Startujemy dziś z nowym sklepem internetowym. Startujemy w trudnym czasie, gdy wielu z nas zmaga się z trudnościami wywołanymi zagrożeniem nową, nie w pełni znaną chorobą i wprowadzanymi w związku z tym ograniczeniami. Odkrywamy jednocześnie, jak wielkie możliwości zapewnia nam technologia, i że właśnie teraz powinniśmy z nich korzystać.
Jak to się wszystko zaczęło? Czy otwieramy dziś tysięczny sklep z elektroniką, czy może coś więcej?
Kiedyś
Morze było z nami od zawsze. Fascynowało nas, pociągało, kazało ryzykować zdrowie i ponosić koszty, żeby doświadczać bezkresnej przestrzeni. Spod żagli kazało uczyć się profesjonalnego podejścia, uczyć się nie tylko czerpać z niego radość, ale i wykorzystywać jego potencjał. Transport morski łączy kontynenty, dno kryje złoża niezbędnych substancji, nie wszystkie jeszcze odkryte.
Każdy z naszego zespołu spędził na morzu miesiące. Niektórzy lata. To był czas niezbędny, żeby zrozumieć w 100% obieg informacji w świecie statków i znaczenie każdego elementu wielkiego światowego organizmu, jakim jest komercyjna i rekreacyjna żegluga.
Przełom
Przełomowy był dla nas moment, gdy właściciel K2sea, po latach na morzu, zasiadł na stanowisku operatora wyjątkowej, zdalnie sterowanej jednostki – USV „Maxlimer”, w pierwszym w historii całkowicie bezzałogowym przejściu przez Morze Północne – z Wielkiej Brytanii do Belgii i z powrotem, a potem w kolejnych komercyjnych projektach. Wydarzenia trafiły na łamy serwisów informacyjnych BBC, The Maritime Executive czy Ocean News & Technology. Znaleźliśmy się w centrum wydarzeń. Tam, gdzie jednostki bezzałogowe naprawdę zaczynają zmieniać oblicze morskiego świata. I gdzie okazuje się, że człowiek może z powodzeniem i w rzeczywistych warunkach kontrolować jednostkę pływającą, wcale niekoniecznie z jej pokładu. A po skończonej wachcie, wstać i pójść do domu.

WYCIĄG DANYCH:
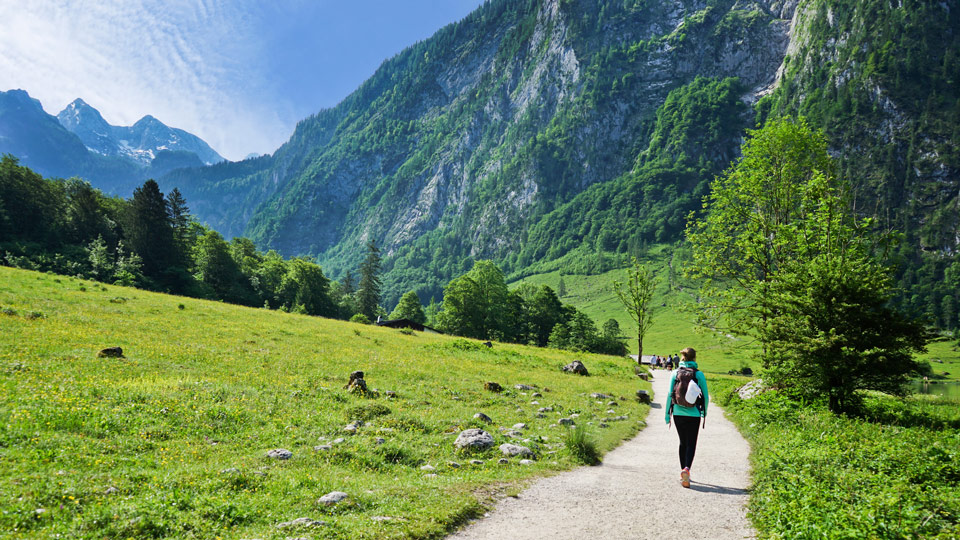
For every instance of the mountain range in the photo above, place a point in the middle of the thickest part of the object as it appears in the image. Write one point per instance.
(79, 142)
(563, 134)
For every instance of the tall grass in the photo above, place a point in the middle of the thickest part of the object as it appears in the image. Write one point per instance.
(892, 473)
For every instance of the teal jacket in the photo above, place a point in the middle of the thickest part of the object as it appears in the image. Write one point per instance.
(680, 410)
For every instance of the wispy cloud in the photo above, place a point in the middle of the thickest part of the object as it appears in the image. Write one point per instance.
(196, 65)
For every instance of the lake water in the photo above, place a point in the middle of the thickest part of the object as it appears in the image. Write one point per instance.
(950, 390)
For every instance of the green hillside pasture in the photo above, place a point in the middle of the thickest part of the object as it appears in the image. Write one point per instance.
(672, 329)
(172, 440)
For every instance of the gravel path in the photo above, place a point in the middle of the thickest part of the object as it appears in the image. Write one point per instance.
(636, 492)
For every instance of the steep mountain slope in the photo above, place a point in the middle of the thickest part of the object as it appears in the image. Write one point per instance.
(456, 147)
(140, 142)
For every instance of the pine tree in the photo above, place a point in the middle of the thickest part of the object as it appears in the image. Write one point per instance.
(368, 295)
(149, 231)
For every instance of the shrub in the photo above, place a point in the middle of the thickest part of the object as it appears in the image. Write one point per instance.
(581, 446)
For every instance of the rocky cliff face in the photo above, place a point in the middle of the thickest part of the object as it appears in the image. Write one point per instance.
(460, 145)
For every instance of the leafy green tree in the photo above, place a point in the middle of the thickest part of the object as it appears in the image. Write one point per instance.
(758, 216)
(477, 304)
(305, 289)
(636, 296)
(368, 294)
(216, 268)
(410, 308)
(101, 260)
(831, 331)
(787, 261)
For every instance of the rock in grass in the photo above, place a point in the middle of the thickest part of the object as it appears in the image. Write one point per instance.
(474, 439)
(576, 367)
(279, 453)
(301, 522)
(512, 450)
(110, 352)
(332, 498)
(483, 418)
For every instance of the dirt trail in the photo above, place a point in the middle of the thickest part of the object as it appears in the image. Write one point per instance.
(636, 492)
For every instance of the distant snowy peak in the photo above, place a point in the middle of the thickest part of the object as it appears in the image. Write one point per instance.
(140, 142)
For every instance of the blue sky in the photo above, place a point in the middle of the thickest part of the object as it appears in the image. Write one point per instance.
(238, 73)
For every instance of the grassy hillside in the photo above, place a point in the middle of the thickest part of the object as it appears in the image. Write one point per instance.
(172, 440)
(673, 327)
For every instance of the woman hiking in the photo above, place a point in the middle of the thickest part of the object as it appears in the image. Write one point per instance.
(686, 411)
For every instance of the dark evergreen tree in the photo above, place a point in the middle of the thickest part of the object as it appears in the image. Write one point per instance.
(149, 231)
(368, 295)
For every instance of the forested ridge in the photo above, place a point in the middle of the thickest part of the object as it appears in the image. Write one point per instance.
(570, 134)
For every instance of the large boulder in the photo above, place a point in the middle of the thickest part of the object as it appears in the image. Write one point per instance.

ZADANIA PISEMNE:
1: Proszę ocenić, czy stwierdzenia są zgodne z tekstem o K2sea: (a) przejście USV „Maxlimer” przez Morze Północne prowadziło z Wielkiej Brytanii do Belgii i z powrotem; (b) każdy członek zespołu spędził na morzu wiele lat; (c) o wydarzeniach pisał serwis BBC. Przy każdym z nich należy odpowiedzieć „tak” lub „nie” i przytoczyć rozstrzygające słowa tekstu.
2: Proszę zwrócić z tekstu o K2sea wszystko od słów „Startujemy dziś z” aż po słowa „z nich korzystać.”, bez jakichkolwiek zmian.
3: Proszę poprowadzić dalej tekst o K2sea, zaczynając bezpośrednio po jego ostatnim zdaniu.

WYNIKI:
1:
(a) Tak – „z Wielkiej Brytanii do Belgii i z powrotem”
(b) Nie – „Każdy z naszego zespołu spędził na morzu miesiące. Niektórzy lata.”
(c) Tak – „Wydarzenia trafiły na łamy serwisów informacyjnych BBC”

2:
Startujemy dziś z nowym sklepem internetowym. Startujemy w trudnym czasie, gdy wielu z nas zmaga się z trudnościami wywołanymi zagrożeniem nową, nie w pełni znaną chorobą i wprowadzanymi w związku z tym ograniczeniami. Odkrywamy jednocześnie, jak wielkie możliwości zapewnia nam technologia, i że właśnie teraz powinniśmy z nich korzystać.

3:
Tak, wiemy, że do tego aby ten eksperyment stał się normą, jeszcze daleka droga. Pełnia problemów technicznych w niektórych zakresach i prawnych w niemal wszystkich. Jednocześnie rozwija się zupełnie nowa gałąź przemysłu i innowacji – autonomiczność urządzeń. Osiągnęła już wyjątkowy poziom w przypadku statków powietrznych – dronów. Wiele energii poświęca się tematowi autonomicznych samochodów. Czy tak samo dużo – jednostkom pływającym? Niewykluczone, że tak.
Dziś
Postęp w tej, mimo wszystko niszowej dziedzinie, będzie sumą mniejszych projektów, pojedynczych rozwiązań, które pozwolą zbudować ten nowy morski organizm – z człowiekiem w centrum decyzyjnym, a nie tam, gdzie najbardziej buja. Każdy, nawet najmniejszy innowacyjny projekt w tym zakresie przybliżać będzie do tej pięknej wizji. Każda prototypowa czy seryjna jednostka potrzebować będzie sensorów – łatwo integrowalnych, współpracujących ze sobą, pozwalających na własną konfigurację w znacznym zakresie. Dających więcej możliwości niż tylko patrzenie na ekran, albo rejestracja w zastrzeżonym formacie. Takimi kryteriami będziemy się kierować, wybierając produkty do sklepu K2sea. Tu nie będzie rzeczy przypadkowych. Jeśli produkt pojawi się u nas, oznacza, że sprawdzi się w projekcie z zakresu autonomii czy robotyki, albo po prostu pozwoli na więcej!
Zapraszamy do Sklepu K2sea.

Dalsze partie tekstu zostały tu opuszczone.